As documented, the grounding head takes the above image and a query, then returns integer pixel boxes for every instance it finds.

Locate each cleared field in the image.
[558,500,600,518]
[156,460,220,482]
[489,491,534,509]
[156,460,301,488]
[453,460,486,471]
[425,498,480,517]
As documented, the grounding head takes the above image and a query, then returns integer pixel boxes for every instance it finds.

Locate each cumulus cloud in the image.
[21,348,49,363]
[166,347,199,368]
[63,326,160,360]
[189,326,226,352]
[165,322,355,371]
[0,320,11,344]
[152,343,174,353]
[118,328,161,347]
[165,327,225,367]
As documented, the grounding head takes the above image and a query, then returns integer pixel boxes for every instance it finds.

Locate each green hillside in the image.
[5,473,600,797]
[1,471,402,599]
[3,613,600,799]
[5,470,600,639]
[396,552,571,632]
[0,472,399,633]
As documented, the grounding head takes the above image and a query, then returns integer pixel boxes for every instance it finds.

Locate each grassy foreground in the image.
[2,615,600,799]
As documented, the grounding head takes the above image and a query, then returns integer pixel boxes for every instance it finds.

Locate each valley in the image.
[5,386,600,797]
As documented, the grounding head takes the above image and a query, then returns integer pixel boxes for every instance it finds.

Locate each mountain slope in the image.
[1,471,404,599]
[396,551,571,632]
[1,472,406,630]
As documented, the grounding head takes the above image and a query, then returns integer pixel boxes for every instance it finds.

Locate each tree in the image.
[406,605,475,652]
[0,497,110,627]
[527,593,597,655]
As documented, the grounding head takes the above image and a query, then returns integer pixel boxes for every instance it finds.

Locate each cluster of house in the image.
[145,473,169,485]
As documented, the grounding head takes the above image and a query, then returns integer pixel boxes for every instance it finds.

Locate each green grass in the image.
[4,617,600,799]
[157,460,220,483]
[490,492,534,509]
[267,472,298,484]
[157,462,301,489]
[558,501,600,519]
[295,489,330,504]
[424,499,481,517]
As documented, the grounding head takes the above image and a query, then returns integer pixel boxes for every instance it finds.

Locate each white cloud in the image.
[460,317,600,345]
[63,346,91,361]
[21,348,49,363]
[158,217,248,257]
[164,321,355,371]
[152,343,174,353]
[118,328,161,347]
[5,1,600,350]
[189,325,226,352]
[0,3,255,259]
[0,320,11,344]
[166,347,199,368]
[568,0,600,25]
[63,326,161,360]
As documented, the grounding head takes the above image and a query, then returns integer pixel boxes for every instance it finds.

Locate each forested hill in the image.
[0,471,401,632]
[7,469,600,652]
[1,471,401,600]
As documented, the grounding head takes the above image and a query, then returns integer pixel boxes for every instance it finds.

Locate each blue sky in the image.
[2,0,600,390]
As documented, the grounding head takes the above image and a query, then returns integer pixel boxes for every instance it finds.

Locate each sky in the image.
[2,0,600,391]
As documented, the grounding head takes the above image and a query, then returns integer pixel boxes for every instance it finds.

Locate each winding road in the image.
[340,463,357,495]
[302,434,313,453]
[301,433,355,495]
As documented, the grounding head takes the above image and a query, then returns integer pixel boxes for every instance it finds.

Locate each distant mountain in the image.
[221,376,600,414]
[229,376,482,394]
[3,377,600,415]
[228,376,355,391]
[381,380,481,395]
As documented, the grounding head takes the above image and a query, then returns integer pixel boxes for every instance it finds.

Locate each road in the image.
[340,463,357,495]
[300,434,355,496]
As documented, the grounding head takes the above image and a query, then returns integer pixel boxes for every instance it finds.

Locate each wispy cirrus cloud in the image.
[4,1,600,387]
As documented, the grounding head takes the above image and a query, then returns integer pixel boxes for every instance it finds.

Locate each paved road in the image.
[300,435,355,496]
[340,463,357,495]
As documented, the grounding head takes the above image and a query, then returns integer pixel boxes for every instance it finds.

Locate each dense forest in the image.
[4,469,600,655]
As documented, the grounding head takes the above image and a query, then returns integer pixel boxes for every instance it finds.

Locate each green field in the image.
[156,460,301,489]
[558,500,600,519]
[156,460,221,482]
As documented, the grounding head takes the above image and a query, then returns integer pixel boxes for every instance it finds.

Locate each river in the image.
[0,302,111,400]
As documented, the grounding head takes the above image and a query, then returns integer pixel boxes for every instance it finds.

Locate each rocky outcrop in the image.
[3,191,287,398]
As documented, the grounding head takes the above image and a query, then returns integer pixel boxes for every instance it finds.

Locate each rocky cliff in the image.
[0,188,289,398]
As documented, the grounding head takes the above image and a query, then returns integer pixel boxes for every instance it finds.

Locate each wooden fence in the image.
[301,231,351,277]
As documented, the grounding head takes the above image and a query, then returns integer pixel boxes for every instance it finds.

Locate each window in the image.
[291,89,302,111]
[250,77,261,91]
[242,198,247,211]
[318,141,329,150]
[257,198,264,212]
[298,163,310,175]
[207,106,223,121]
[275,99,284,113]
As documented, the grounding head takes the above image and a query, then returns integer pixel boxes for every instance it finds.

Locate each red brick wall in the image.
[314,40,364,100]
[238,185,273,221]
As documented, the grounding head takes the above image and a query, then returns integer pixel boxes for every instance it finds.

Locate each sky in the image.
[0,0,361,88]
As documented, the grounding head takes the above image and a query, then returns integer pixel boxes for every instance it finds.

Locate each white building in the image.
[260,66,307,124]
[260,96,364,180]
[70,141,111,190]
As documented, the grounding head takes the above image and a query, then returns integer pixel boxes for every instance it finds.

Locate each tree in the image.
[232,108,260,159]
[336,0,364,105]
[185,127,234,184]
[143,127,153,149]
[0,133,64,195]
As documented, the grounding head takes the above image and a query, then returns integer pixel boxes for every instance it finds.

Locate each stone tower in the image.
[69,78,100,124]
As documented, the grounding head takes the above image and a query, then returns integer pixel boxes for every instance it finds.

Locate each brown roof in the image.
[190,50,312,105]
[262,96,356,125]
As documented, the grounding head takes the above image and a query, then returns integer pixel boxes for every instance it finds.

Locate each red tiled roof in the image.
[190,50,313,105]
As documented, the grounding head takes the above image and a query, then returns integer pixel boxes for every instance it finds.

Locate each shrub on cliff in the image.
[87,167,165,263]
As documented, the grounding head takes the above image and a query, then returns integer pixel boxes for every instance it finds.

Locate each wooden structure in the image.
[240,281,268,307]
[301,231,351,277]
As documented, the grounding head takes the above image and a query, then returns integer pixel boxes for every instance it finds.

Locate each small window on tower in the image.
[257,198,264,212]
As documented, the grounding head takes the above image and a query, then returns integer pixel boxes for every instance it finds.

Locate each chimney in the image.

● **Goal of the exercise**
Transcribe the records. Keep every word exactly as it stands.

● **Expected answer**
As documented, the grounding head takes the above image and a query, then returns integer pixel boxes for every instance it finds.

Locate each cleared field in the image.
[558,500,600,518]
[156,460,220,482]
[489,491,534,509]
[156,460,301,488]
[453,460,486,471]
[425,498,480,517]
As documented, the grounding head takes the above image and a query, then returns integer pixel boxes for every instance it finds.

Locate each cumulus cloud in the image.
[21,348,49,363]
[166,347,199,368]
[63,326,160,360]
[189,326,226,352]
[165,322,355,371]
[0,320,11,344]
[152,343,174,353]
[118,328,161,347]
[165,327,225,367]
As documented, the grounding head takes the above image and a query, then returns integer pixel boxes for every instance it finds.

Locate each green hillside in the image.
[5,473,600,797]
[1,471,402,599]
[3,613,600,799]
[5,470,600,639]
[396,552,571,632]
[0,472,399,633]
As documented, the grounding head takes the above image and a query, then returns integer pixel boxes for every instance it finds.

Locate each grassy foreground in the image.
[2,615,600,799]
As documented, the grounding head takes the above image and a query, then returns integer pixel boxes for every instance it finds.

Locate each valley in the image.
[5,386,600,797]
As documented, the grounding head takes the above image and a query, then returns integer pixel boxes for every instance it finds.

Locate each mountain slope in the image.
[1,471,404,599]
[396,551,571,632]
[1,472,406,630]
As documented, the grounding head takes the above image and a query, then returns integer pixel boxes for every instance it finds.

Locate each tree in the image.
[406,605,475,652]
[0,497,110,627]
[527,593,597,655]
As documented, the grounding head takes the above image and a query, then returns integer pixel boxes for every instance it finds.

Locate each cluster of house in the image.
[145,473,169,485]
As documented, the grounding head takes the above image and a query, then returns integer pixel boxes for every instance it finds.

Locate each green grass in the image.
[4,617,600,799]
[157,460,220,483]
[490,492,534,509]
[267,472,298,484]
[157,462,301,489]
[558,501,600,519]
[295,489,330,504]
[424,499,481,517]
As documented, the grounding head takes the above image and a query, then returns integer pixel boxes for every instance it finds.

Locate each white cloud in the image.
[460,317,600,345]
[63,346,91,361]
[21,348,49,363]
[158,217,248,257]
[164,321,355,371]
[152,343,174,353]
[118,328,161,347]
[5,1,600,350]
[189,325,226,352]
[0,3,255,259]
[0,320,11,344]
[166,347,199,368]
[568,0,600,25]
[63,326,161,360]
As documented, the grounding head takes the above image and a query, then returns integer pixel boxes for every instance it finds.

Locate each forested hill in the image.
[0,471,401,632]
[7,469,600,652]
[1,471,401,600]
As documented, the grounding head takes the above image and a query, then returns integer pixel boxes for every instance it finds.

Locate each blue sky in the image.
[2,0,600,390]
As documented, the grounding head takes the above image and a query, then returns integer pixel boxes for every instance it finds.

Locate each sky in the image.
[2,0,600,391]
As documented, the grounding head takes the above image and a query, then returns integer pixel boxes for every instance it finds.

Locate each winding road in the image.
[340,463,357,495]
[302,434,313,453]
[301,433,355,495]
As documented, the grounding head takes the above image and a query, then returns integer pixel boxes for every instance it finds.

Locate each distant mountain in the image.
[221,376,600,414]
[229,376,482,394]
[3,377,600,415]
[228,376,355,391]
[381,380,481,395]
As documented, the grounding head takes the above image and a query, then returns integer pixel boxes for every instance it finds.

Locate each road in the image.
[340,463,357,495]
[300,434,355,496]
As documented, the grounding head takes the above image and a query, then returns integer pixel boxes for every instance it finds.

Locate each wispy cirrus cloud in the image.
[4,1,600,387]
As documented, the grounding head takes the above image and a query, then returns integer pixel boxes for every instance it finds.

Locate each paved road in the image.
[300,435,355,496]
[340,463,357,495]
As documented, the grounding head takes the above image and a query, then returns integer pixel boxes for every instance it finds.

Locate each dense forest in the image.
[4,469,600,655]
As documented, the grounding head takes the above image and a query, then returns integer pixel boxes for every instance it finds.

Locate each green field in the image.
[156,460,301,489]
[558,500,600,519]
[156,460,221,482]
As documented, the grounding head takes the above image and a query, then returns integer pixel boxes for every instance it finds.

Locate each river in the image.
[0,302,111,400]
As documented, the grounding head takes the above image and a query, then returns integer pixel boxes for every instance it finds.

Locate each rocky outcrop in the image.
[3,191,287,398]
As documented, the grounding head takes the above image and a query, then returns integer pixel boxes for every instance it finds.

Locate each rocky cliff in the image.
[0,188,289,398]
As documented, the grounding head takes the above image and a query, then returns integer pixel boxes for every instance it finds.

Locate each wooden fence in the image.
[301,231,351,277]
As documented, the grounding head takes the above image and a query, then returns integer pixel boxes for every instance it finds.

Locate each window in the image.
[291,89,302,111]
[250,77,261,91]
[242,198,247,211]
[318,141,329,150]
[257,198,264,212]
[298,163,310,175]
[207,106,223,121]
[275,99,284,113]
As documented, the grounding head takes the above image and a query, then returns integer pixel boxes for every instance it finds.

Locate each red brick wall in the image.
[314,40,364,100]
[238,185,273,221]
As documented, the grounding head takes the above image and a query, then returns integer pixel boxes for every instance it finds.

Locate each sky in the image.
[0,0,361,88]
As documented, the grounding head takes the above image and a query, then returns integer pixel boxes for every instance it finds.

Locate each white building in the image.
[260,66,307,124]
[260,96,364,180]
[70,141,111,190]
As documented, the grounding head takes the above image and a query, then returns integer pixel boxes for every instance it finds.

Locate each tree in the image.
[232,108,260,159]
[336,0,364,105]
[185,127,234,184]
[143,127,153,149]
[0,133,64,195]
As documented, the grounding head takes the above image and a query, then returns integer pixel boxes for every instance it finds.

Locate each stone tower in the image.
[69,78,100,124]
As documented, the grounding head takes the above image and a query, then returns integer pixel boxes for every instance it finds.

Locate each brown roof in the image.
[190,50,312,105]
[262,96,356,125]
As documented, the grounding head takes the above image and a query, then returns integer pixel boxes for every instance it finds.

Locate each red tiled roof in the image.
[190,50,313,105]
As documented, the grounding head takes the above image and a query, then returns integer pixel boxes for every instance it finds.

Locate each shrub on cliff in the image.
[87,167,165,263]
As documented, the grounding head takes the above image and a query, then returns integer pixel boxes for every instance it finds.

Locate each wooden structure in the image.
[240,281,268,307]
[301,231,351,277]
As documented, the grounding head takes the above image and a query, then returns integer pixel boxes for every instance it finds.

Locate each small window on tower in the image.
[257,198,264,212]
As documented, the grounding head takes the above image and a query, then returns integer pixel boxes for every instance it finds.

Locate each chimney in the image.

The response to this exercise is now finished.